• PROVIDED DATA
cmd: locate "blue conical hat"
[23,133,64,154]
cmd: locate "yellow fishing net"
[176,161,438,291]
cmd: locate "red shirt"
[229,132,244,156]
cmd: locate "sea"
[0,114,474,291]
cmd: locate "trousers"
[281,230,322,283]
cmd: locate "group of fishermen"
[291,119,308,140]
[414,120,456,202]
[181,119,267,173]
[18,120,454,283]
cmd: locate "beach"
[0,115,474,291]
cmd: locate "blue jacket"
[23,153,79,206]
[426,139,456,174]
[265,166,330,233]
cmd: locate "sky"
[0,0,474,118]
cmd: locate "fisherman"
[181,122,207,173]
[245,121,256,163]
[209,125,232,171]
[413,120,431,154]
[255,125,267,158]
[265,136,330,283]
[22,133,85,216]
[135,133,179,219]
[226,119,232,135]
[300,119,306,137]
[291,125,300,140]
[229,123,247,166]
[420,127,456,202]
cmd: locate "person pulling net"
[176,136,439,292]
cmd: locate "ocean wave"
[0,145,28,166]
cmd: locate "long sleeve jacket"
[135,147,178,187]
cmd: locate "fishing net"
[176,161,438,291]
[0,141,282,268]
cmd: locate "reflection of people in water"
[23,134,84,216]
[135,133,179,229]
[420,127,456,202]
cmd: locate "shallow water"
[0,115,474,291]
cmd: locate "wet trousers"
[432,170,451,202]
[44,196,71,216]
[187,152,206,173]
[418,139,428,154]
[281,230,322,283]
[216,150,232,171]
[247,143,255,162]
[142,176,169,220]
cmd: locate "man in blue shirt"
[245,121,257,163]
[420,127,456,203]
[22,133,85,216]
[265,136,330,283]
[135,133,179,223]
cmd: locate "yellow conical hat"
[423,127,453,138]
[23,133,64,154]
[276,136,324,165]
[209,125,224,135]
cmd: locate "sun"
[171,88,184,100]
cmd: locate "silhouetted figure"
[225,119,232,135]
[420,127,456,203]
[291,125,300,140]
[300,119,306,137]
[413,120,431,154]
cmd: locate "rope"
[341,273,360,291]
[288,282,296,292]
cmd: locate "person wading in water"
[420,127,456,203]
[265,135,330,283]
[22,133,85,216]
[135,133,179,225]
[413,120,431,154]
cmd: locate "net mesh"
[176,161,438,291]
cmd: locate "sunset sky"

• WHAT TO WORK ON
Retype every line of the data above without changing anything.

• CORRECT OUTPUT
cmd: locate "blue conical hat"
[23,133,64,154]
cmd: locate "yellow fishing net"
[176,161,438,291]
cmd: locate "red shirt"
[229,132,244,156]
cmd: locate "sea"
[0,114,474,291]
cmd: locate "trousers"
[281,230,322,283]
cmd: locate "group of fishermen"
[291,119,308,140]
[414,120,456,202]
[181,119,267,173]
[18,120,454,283]
cmd: locate "beach"
[0,115,474,291]
cmd: locate "blue jacket"
[23,153,79,206]
[426,139,456,174]
[265,166,330,233]
cmd: locate "sky"
[0,0,474,118]
cmd: locate "fisherman"
[181,122,207,173]
[245,121,256,163]
[209,125,232,171]
[413,120,431,154]
[255,125,267,158]
[265,136,330,283]
[22,133,85,216]
[135,133,179,219]
[226,119,232,135]
[300,119,306,137]
[291,125,300,140]
[229,123,247,166]
[420,127,456,202]
cmd: locate "person pulling net"
[176,136,439,292]
cmd: locate "ocean wave"
[0,145,28,166]
cmd: locate "long sleeve jacket"
[135,147,178,187]
cmd: locate "fishing net"
[176,161,438,291]
[0,141,282,268]
cmd: locate "reflection of people in water"
[23,134,84,216]
[135,133,179,229]
[420,127,456,202]
cmd: locate "shallow water"
[0,115,474,291]
cmd: locate "wet trousers"
[432,170,451,202]
[44,196,71,216]
[187,152,206,173]
[418,139,428,154]
[281,230,322,283]
[216,150,232,171]
[247,143,255,162]
[142,176,169,220]
cmd: locate "man in blue shirt"
[245,121,257,163]
[420,127,456,203]
[22,133,85,216]
[265,136,330,283]
[135,133,179,223]
cmd: locate "yellow conical hat"
[423,127,453,138]
[23,133,64,154]
[276,136,324,165]
[209,125,224,135]
cmd: locate "sun"
[171,88,184,100]
cmd: locate "silhouetted figure"
[225,119,232,135]
[420,127,456,203]
[291,125,300,140]
[300,119,306,137]
[413,120,431,154]
cmd: locate "rope"
[341,273,360,291]
[288,282,296,292]
cmd: locate "person wading in water"
[420,127,456,203]
[265,135,330,283]
[22,133,85,216]
[135,133,179,225]
[413,120,431,154]
cmd: locate "net mesh"
[176,161,438,291]
cmd: locate "sunset sky"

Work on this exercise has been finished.